> [WORK ORDER 1]
In the piece on parent instinct below, do these statements agree with it? Answer yes or no for each and quote the words that decide it.
(a) The author says most healthcare professionals are taught in school only to address concerns using best practice.
(b) The author often finds nothing to be done after evaluating an infant whose parent had very specific concerns.
(c) The author acts as a provider who knows what is best for the specific child.
> [WORK ORDER 2]
Answer these questions from the piece on parent instinct below:
(a) How many options does the author say a healthcare professional has?
(b) How many different providers has the parent who too often comes to the author's office seen for the same concern?
(c) What does shooting down a parent's concerns cause, according to the author?
> [WORK ORDER 3] Rewrite everything from "It makes me" down to "and education part." in the piece on parent instinct below, replacing "options" with "choices".

> [EXCERPT TO READ]

BEGIN

Parent Instinct: A Therapist's Perspective
Following parent intuition or “gut instincts” is something that I like to encourage parents who come see me in my practice. Here’s why: the parent is almost ALWAYS right!
It makes me sad, angry, and frustrated when I have a parent in my office tell me that their concerns were dismissed by another healthcare professional. In my opinion, as a healthcare professional, you have 2 options:
- Address the concerns using best practice
or
- VALIDATE then educate
Most healthcare professionals are taught only to do number 1 in school. We are taught science. The art of our practice is getting proficient at the validation and education part.
Typically, when a parent is concerned about their child’s development, it’s the parent's intuition that is telling them something is off. The parent’s concerns need to be taken seriously and need to be addressed by the proper healthcare provider. I have rarely completed an evaluation on an infant when the parent has had very specific concerns and found nothing to be done about said concerns. You, the parent, know your child best. Therefore, I act as a resource for typical development, not a provider who knows what is best for this specific child.
Too often I get a parent in my office who has seen 3 different providers for the same concern and none of them validated, educated, or provided the best treatment plan. The parent leaves feeling like their parent's intuition is wrong and they learn to not trust their gut. We as providers in this space are responsible for encouraging parents to use their parent instincts to care for their child. Shooting a parent’s concerns down only causes more confusion and stress for the family.

END

> [MATERIAL PROVIDED]

BEGIN

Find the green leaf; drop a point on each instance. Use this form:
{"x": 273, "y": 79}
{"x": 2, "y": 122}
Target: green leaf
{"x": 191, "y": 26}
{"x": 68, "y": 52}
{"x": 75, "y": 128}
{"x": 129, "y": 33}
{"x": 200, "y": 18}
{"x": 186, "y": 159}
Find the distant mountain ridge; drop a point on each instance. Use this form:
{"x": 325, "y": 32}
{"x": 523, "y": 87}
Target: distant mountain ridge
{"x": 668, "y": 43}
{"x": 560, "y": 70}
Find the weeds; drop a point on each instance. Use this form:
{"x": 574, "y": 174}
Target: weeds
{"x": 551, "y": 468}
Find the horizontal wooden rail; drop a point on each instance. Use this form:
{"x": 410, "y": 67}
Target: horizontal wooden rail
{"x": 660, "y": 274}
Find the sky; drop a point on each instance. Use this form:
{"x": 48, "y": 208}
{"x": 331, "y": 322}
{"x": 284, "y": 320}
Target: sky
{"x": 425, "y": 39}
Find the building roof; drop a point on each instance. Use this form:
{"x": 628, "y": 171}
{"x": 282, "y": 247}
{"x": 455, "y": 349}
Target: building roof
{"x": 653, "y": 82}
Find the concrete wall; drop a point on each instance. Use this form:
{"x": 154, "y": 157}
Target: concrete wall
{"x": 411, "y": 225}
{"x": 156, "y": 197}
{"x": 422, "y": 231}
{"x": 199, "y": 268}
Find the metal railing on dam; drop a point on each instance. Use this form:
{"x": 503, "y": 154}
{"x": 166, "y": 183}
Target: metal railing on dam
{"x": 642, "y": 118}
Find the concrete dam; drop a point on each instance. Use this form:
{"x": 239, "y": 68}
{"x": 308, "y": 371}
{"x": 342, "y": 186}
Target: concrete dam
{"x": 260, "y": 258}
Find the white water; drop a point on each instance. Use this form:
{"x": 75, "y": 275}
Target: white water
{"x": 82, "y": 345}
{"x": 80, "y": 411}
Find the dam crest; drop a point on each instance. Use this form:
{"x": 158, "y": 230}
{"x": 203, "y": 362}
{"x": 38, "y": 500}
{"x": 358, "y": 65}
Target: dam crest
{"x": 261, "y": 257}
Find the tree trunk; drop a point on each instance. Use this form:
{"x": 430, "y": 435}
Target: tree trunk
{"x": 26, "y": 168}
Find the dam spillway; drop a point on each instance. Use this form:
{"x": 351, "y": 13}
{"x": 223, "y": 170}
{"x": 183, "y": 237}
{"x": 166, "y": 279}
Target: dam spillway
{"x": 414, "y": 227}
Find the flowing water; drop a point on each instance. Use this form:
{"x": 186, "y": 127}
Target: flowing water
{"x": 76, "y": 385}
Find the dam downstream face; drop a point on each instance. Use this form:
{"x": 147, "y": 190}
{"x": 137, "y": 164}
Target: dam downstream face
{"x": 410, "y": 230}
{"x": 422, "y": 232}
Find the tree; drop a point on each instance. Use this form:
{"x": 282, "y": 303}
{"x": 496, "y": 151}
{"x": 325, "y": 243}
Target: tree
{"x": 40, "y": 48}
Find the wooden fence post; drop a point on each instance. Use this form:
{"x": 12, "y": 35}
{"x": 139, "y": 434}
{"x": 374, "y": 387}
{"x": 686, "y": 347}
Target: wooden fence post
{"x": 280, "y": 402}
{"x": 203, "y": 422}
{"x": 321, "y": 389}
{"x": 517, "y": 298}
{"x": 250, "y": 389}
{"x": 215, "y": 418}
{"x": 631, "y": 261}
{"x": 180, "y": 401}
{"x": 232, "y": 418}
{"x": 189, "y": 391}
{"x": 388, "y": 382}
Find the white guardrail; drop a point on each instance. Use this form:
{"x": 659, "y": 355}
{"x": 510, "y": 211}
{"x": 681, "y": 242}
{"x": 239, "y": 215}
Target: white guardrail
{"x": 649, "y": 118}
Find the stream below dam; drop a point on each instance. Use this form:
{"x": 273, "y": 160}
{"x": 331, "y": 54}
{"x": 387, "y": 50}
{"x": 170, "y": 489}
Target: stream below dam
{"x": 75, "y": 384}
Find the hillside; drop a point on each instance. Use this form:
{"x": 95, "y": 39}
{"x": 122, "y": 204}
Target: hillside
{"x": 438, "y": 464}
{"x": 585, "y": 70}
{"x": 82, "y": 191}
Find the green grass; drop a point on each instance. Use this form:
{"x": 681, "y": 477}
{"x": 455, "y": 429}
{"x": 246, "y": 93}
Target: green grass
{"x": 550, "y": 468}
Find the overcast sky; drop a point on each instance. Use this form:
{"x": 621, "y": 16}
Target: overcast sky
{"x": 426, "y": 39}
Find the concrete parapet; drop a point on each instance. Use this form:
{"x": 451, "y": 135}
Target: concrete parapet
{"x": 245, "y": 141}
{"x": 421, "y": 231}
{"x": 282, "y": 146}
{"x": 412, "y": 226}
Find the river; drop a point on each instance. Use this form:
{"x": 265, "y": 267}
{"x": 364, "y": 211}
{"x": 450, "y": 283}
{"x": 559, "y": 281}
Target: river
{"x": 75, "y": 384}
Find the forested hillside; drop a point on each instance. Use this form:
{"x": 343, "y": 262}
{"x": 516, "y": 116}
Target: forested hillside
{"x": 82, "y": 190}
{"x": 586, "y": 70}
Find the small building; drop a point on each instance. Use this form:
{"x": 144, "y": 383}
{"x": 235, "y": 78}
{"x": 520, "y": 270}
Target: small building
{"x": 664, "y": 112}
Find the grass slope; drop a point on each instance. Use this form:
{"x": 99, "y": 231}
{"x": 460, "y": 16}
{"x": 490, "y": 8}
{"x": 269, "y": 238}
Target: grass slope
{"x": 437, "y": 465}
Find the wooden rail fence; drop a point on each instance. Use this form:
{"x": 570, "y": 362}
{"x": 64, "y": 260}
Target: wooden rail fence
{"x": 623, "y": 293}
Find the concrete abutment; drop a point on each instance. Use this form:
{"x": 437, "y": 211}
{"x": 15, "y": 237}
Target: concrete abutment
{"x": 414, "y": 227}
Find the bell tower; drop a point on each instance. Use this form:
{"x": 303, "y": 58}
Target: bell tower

END

> [FINAL ANSWER 1]
(a) Yes: "Most healthcare professionals are taught only to do number 1 in school."
(b) No: "I have rarely completed an evaluation on an infant when the parent has had very specific concerns and found nothing to be done about said concerns."
(c) No: "I act as a resource for typical development, not a provider who knows what is best for this specific child."

> [FINAL ANSWER 2]
(a) 2
(b) 3
(c) More confusion and stress for the family.

> [FINAL ANSWER 3]
It makes me sad, angry, and frustrated when I have a parent in my office tell me that their concerns were dismissed by another healthcare professional. In my opinion, as a healthcare professional, you have 2 choices:
- Address the concerns using best practice
or
- VALIDATE then educate
Most healthcare professionals are taught only to do number 1 in school. We are taught science. The art of our practice is getting proficient at the validation and education part.